[START SUPPLIED PASSAGE]
El Jagüel is a city in Esteban Echeverría Partido, Buenos Aires Province, Argentina. It was founded on 23 September 1951.

Geography

Location
El Jagüel is located on both sides of Provincial Route 205. It borders the Ezeiza Partido, and the towns of Monte Grande and Canning.

It is crossed by the Arroyo Ortega. The area is made up mostly of workers and small and medium-sized entrepreneurs. The commercial developments are located in the central streets, next to Route 205 and on the main street of the city (called "Evita"), which extends from the eponymous railway station to Avenida Pedro Dreyer, which in turn joins the Provincial Routes 4, 52 and 58.
[END SUPPLIED PASSAGE]
◆ OBJECTIVE A: How many lines in the rows contain the string "pier"? Reply with the number only.
The passage about El Jagüel and the rows have no connection to each other.
[START ENTRIES SHOWN]
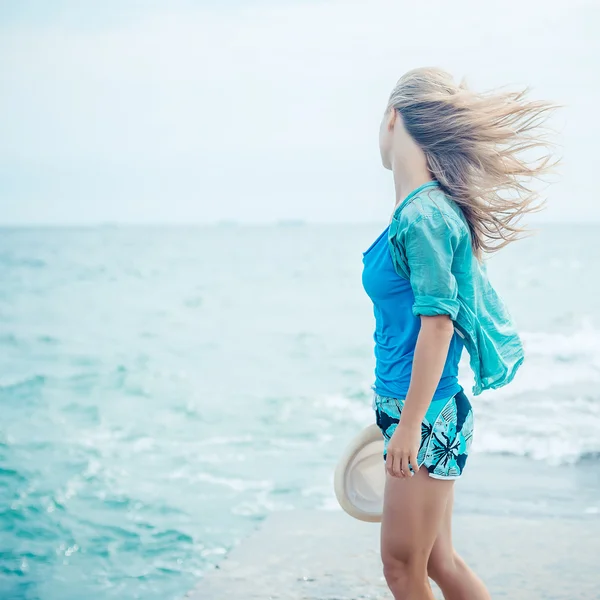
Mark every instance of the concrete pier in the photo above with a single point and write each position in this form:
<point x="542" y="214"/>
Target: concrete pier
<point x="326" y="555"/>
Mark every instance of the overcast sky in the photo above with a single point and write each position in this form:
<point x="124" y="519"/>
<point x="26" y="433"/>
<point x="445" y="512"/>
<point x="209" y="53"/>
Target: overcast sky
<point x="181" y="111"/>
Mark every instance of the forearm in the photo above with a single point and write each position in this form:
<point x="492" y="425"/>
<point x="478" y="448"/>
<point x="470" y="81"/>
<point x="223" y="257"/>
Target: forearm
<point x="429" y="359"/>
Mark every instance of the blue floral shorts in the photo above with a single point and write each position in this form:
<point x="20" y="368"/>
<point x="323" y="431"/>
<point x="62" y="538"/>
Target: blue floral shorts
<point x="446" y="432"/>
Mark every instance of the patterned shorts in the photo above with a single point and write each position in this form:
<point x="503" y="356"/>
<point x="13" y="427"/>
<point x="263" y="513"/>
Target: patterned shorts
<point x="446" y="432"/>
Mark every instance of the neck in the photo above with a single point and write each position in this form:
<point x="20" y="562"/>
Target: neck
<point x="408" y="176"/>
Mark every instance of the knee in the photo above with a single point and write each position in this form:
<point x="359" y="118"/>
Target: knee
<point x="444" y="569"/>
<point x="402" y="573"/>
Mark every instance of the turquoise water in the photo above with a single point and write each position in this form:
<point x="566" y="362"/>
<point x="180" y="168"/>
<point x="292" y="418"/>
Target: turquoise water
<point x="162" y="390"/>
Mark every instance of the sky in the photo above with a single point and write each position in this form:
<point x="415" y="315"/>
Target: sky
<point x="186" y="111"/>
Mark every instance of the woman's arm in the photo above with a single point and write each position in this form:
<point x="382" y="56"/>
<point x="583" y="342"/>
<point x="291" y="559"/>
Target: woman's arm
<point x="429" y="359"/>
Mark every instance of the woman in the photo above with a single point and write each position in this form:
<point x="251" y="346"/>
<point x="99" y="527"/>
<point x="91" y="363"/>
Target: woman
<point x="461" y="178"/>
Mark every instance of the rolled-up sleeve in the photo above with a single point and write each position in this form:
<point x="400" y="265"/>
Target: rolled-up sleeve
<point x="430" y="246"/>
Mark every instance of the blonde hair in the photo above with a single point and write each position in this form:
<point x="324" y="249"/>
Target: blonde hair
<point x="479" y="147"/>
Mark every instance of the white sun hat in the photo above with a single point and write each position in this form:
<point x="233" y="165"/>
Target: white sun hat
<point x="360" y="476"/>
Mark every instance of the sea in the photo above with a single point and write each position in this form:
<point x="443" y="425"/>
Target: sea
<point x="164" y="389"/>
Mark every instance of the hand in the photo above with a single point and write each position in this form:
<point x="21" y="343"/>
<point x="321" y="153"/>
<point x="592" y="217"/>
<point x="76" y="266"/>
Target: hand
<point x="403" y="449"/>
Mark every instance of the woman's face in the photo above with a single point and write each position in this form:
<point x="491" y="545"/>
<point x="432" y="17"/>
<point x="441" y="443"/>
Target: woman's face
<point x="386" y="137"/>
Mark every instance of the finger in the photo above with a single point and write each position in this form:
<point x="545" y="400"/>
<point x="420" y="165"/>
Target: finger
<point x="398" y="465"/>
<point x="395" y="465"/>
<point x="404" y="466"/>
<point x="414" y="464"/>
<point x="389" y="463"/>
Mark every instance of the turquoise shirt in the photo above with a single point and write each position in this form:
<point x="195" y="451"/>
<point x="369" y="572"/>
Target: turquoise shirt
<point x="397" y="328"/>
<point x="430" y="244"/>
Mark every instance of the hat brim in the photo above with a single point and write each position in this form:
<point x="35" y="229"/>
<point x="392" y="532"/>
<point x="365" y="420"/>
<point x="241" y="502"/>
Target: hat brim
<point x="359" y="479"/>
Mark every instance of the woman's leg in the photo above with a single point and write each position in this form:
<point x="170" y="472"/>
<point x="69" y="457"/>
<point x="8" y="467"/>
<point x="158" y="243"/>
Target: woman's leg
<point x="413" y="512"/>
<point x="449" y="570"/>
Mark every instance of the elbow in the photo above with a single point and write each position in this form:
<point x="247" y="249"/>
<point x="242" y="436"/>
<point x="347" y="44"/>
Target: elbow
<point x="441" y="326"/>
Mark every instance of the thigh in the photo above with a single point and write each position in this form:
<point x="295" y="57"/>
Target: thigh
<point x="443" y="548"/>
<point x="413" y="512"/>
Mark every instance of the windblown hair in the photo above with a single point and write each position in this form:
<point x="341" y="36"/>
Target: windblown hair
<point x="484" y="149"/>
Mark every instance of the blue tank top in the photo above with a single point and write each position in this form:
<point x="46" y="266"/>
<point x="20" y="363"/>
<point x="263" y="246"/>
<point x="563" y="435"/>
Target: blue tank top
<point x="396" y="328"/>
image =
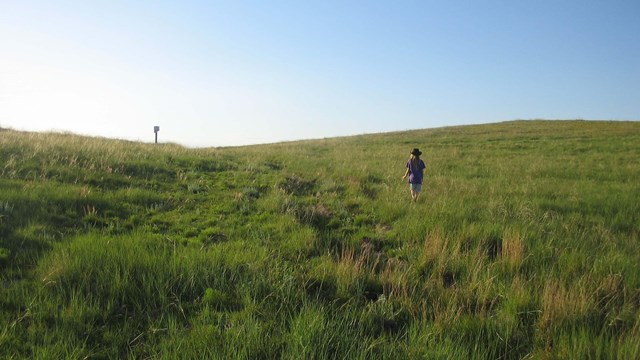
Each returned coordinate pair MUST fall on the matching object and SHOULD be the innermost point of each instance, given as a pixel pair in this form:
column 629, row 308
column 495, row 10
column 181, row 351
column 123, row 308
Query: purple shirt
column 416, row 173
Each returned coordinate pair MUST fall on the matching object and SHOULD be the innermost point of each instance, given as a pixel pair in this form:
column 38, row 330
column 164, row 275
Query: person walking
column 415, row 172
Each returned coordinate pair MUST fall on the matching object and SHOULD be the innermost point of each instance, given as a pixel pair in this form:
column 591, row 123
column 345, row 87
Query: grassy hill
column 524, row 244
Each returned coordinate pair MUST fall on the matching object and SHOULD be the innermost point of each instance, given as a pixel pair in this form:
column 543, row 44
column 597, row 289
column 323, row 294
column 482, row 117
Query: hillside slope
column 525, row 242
[END ENTRIES SHOWN]
[START ENTRIES SHOWN]
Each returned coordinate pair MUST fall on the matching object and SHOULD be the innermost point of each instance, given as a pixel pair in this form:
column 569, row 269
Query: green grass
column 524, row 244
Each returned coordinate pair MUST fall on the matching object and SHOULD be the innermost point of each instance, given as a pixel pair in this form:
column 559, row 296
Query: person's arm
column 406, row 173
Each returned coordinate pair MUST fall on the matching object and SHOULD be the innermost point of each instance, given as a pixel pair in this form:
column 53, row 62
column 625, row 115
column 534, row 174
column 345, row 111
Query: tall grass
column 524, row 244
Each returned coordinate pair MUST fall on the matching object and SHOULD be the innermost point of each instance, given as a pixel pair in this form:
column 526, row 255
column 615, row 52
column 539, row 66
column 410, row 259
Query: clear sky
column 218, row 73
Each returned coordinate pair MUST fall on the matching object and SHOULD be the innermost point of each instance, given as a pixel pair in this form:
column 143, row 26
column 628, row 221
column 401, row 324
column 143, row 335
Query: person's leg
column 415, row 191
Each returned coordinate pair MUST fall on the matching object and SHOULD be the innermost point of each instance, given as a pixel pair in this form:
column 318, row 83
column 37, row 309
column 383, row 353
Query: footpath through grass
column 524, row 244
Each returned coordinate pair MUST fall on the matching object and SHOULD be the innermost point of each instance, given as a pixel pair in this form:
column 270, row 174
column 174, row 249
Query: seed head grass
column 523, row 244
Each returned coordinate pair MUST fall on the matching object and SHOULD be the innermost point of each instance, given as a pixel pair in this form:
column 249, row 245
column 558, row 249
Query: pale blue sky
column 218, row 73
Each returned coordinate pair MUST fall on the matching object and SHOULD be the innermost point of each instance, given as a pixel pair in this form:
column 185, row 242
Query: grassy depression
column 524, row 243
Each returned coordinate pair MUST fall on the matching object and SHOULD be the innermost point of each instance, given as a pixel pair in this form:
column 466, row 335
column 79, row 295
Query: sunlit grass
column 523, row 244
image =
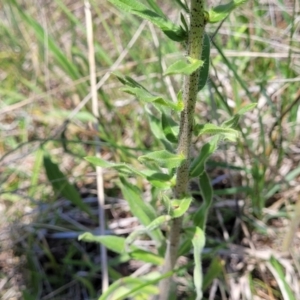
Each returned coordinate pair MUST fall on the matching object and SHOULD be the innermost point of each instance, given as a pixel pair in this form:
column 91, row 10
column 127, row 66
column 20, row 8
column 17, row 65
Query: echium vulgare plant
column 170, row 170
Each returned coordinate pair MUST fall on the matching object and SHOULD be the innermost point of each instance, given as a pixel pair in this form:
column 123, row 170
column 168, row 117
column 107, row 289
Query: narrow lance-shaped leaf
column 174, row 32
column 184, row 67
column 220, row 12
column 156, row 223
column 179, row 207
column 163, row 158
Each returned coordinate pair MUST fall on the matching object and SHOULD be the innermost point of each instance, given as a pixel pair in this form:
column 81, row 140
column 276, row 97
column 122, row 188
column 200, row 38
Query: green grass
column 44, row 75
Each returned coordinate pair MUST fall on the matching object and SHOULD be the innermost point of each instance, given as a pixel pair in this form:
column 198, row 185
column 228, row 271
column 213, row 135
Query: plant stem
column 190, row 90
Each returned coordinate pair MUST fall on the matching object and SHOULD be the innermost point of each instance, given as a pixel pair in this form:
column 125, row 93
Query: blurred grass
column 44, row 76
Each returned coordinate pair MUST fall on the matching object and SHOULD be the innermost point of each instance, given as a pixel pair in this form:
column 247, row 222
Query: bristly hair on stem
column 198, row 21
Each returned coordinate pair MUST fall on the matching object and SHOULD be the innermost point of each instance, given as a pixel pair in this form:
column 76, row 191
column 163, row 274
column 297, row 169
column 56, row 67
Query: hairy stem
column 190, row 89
[END ENTRIES SHOWN]
[START ENTRIES SHOWN]
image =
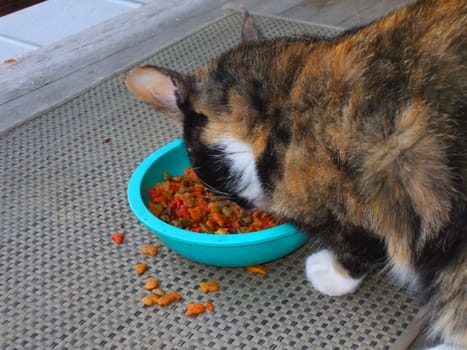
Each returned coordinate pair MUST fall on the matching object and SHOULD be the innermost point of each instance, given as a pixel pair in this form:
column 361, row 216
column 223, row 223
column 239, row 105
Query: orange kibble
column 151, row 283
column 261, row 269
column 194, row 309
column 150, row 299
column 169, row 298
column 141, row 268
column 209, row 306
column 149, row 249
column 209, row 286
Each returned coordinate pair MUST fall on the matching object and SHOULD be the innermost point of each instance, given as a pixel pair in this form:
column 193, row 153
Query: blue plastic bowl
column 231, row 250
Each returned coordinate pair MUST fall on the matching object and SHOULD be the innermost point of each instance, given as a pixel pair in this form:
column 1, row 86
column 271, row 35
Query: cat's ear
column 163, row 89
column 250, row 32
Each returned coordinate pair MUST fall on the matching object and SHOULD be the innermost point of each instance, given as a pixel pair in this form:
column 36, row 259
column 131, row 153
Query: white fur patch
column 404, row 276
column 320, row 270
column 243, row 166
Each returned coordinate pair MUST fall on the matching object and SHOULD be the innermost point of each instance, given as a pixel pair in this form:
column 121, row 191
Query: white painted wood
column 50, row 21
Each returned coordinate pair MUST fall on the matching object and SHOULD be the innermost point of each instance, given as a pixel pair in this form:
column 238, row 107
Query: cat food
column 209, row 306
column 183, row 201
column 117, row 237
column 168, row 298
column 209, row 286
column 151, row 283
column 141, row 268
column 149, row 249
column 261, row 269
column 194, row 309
[END ENTRIES SHOWN]
◆ OBJECTIVE B: List every provincial route number mentioned in the passage about El Jagüel.

◆ EXERCISE OUTPUT A: 2

◆ EXERCISE OUTPUT B: 205, 4, 52, 58